● INSTRUCTIONS TO FOLLOW
Set out every line of the rows below as a Markdown table with the columns "No." and "Line," numbering each line and skipping blank lines. Omit the pictures.

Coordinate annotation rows
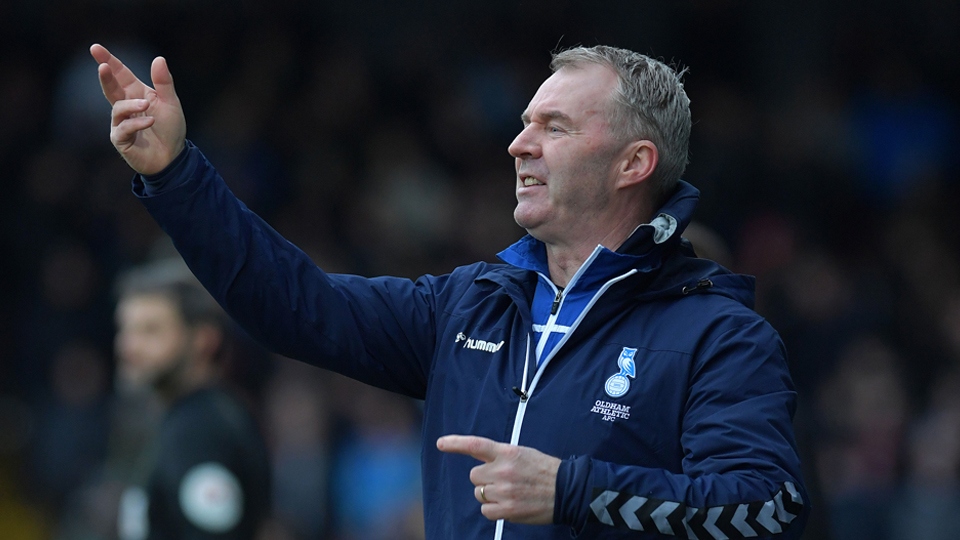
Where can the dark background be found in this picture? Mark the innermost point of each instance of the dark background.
(373, 134)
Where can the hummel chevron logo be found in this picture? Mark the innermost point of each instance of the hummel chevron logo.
(478, 344)
(749, 520)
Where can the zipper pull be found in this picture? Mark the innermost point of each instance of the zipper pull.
(556, 302)
(702, 284)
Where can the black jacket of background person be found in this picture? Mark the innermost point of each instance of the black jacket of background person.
(202, 434)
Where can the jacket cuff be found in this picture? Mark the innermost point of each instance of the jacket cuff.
(571, 502)
(173, 176)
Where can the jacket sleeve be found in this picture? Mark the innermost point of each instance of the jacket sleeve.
(740, 473)
(379, 331)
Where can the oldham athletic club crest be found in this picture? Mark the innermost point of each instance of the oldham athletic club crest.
(618, 384)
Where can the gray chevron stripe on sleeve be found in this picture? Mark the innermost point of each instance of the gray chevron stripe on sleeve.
(725, 522)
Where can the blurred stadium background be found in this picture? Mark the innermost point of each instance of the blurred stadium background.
(373, 134)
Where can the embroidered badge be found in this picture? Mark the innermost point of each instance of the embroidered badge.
(618, 384)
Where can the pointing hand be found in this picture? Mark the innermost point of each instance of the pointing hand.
(518, 483)
(148, 127)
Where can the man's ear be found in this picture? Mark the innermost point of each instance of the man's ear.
(639, 161)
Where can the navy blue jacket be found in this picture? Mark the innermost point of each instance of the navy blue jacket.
(668, 399)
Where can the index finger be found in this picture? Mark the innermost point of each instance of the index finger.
(469, 445)
(117, 81)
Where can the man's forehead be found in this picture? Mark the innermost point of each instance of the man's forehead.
(570, 92)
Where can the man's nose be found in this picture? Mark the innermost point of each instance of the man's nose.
(524, 145)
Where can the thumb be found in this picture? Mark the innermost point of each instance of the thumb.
(477, 447)
(162, 80)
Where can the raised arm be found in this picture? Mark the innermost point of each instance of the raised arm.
(147, 124)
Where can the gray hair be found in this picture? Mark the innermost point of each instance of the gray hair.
(649, 104)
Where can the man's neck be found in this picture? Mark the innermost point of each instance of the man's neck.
(564, 260)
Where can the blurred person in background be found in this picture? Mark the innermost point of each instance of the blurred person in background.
(207, 473)
(703, 448)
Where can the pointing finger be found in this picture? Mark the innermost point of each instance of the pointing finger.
(162, 80)
(123, 79)
(477, 447)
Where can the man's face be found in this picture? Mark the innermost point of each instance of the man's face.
(152, 342)
(566, 155)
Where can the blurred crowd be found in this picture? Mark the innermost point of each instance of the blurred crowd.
(373, 135)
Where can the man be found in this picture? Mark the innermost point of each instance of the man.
(206, 475)
(609, 382)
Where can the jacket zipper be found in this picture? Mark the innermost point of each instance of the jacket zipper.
(525, 393)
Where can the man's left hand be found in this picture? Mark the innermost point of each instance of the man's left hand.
(518, 483)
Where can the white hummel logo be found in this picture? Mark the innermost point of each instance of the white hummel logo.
(478, 344)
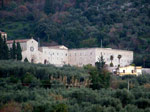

● EXERCISE RESULT
| No. | Line |
|---|---|
| 1 | Where can the dark background be found in this picture? Mark the innermost point of each instance of the dark background. |
| 2 | (373, 134) |
| 3 | Where can the hummel chevron logo be found in this picture? Mark the innermost point of each instance of the hummel chevron logo. |
| 4 | (478, 344) |
| 5 | (749, 520) |
| 6 | Where can the zipper pull be found in this picture? Mark the innermost point of each instance of the zipper pull. |
| 7 | (556, 302) |
| 8 | (702, 284) |
| 9 | Where can the black jacket of background person be found in this picture? Mark the innermost point of each instance of the black jacket of background person. |
| 10 | (202, 434) |
| 11 | Where can the jacket cuff be found in this picture? Mark the innermost point of each instance of the jacket cuff. |
| 12 | (571, 502) |
| 13 | (173, 176) |
| 14 | Where can the jacket sleeve be found in this picture? Mark the innermost point of each instance of the jacket sleeve. |
| 15 | (740, 473) |
| 16 | (379, 331) |
| 17 | Where can the oldham athletic club crest be found in this picture? Mark the innermost point of each instance of the oldham athletic club crest. |
| 18 | (618, 384) |
| 19 | Where can the gray chevron stripe on sleeve be found in this picture? Mark the innermost point of each instance of the gray chevron stripe on sleeve. |
| 20 | (725, 522) |
| 21 | Where can the blurred stadium background be found in this picture? Mark the innermost point of each instance of the blurred stadium background. |
| 22 | (373, 134) |
| 23 | Where can the embroidered badge be found in this picture? Mark the innermost point of each instance of the embroidered badge. |
| 24 | (618, 384) |
| 25 | Where can the pointing hand be found in this picture? Mark the innermost point of each instance of the pointing hand. |
| 26 | (518, 483) |
| 27 | (148, 127) |
| 28 | Where can the man's ear be found in this picture? Mark the innermost point of each instance of the man's ear. |
| 29 | (639, 161) |
| 30 | Where can the navy blue jacket be found in this picture? Mark the innermost point of each instance of the navy blue jacket. |
| 31 | (668, 399) |
| 32 | Where can the index finger be found in this picture? Mark the innermost point of each instance of the index finger. |
| 33 | (469, 445) |
| 34 | (117, 81) |
| 35 | Where can the man's forehead be found in this picture? Mark the innermost point of each instance of the man's forehead. |
| 36 | (570, 92) |
| 37 | Where can the man's nose be found in this picture? Mark the innermost point of each instance of the man's nose. |
| 38 | (524, 145) |
| 39 | Where can the thumb be found in this picture? Mark the innermost point of each instance of the thumb. |
| 40 | (477, 447) |
| 41 | (162, 80) |
| 42 | Where can the raised arm be found in this picture? Mark the innermost point of each instance of the raised arm. |
| 43 | (147, 124) |
| 44 | Where can the gray hair be found in this picture? Mark the innermost point of each instance of the gray hair. |
| 45 | (649, 104) |
| 46 | Where can the man's neck be found in this picture? Mark the innermost point of each instance of the man's neck. |
| 47 | (564, 260) |
| 48 | Where can the blurred person in background be found in this picture? Mark the innermost point of each instance of the blurred person in background. |
| 49 | (207, 473) |
| 50 | (703, 448) |
| 51 | Where can the pointing finger be found in this picture? Mark the innermost point of each instance of the pointing finger. |
| 52 | (162, 80) |
| 53 | (123, 79) |
| 54 | (477, 447) |
| 55 | Where can the man's face be found in this picture? Mark the innermost point of each instance of the man's face. |
| 56 | (152, 342) |
| 57 | (566, 155) |
| 58 | Where can the blurred crowd be found in this picture? Mark the innermost point of each instance of the blurred crowd. |
| 59 | (373, 135) |
| 60 | Where can the man be found in this picture? Mark the innermost point of each instance of the man. |
| 61 | (206, 475) |
| 62 | (609, 382) |
| 63 | Where can the jacket zipper be found in this picture? Mark the innermost point of each instance of the jacket zipper. |
| 64 | (525, 393) |
| 65 | Where can the man's left hand be found in this picture? Mark the innermost point of each instance of the man's left hand. |
| 66 | (518, 483) |
| 67 | Where can the white hummel logo be found in this picture? Mark the innermost point of each instance of the white hummel logo. |
| 68 | (478, 344) |